**Rows taken from a pointing dataset:**

---*---

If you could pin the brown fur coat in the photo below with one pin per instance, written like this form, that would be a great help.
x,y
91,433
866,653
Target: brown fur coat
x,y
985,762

---*---

**Requirement:** Express each line of the data above as one string in a JSON list, omitting blank lines.

**The reply:**
[
  "If you could pin the brown fur coat in the photo below with one pin per instance, written like this form, that would be a great help.",
  "x,y",
  "91,433",
  "866,653",
  "Target: brown fur coat",
  "x,y",
  "985,762"
]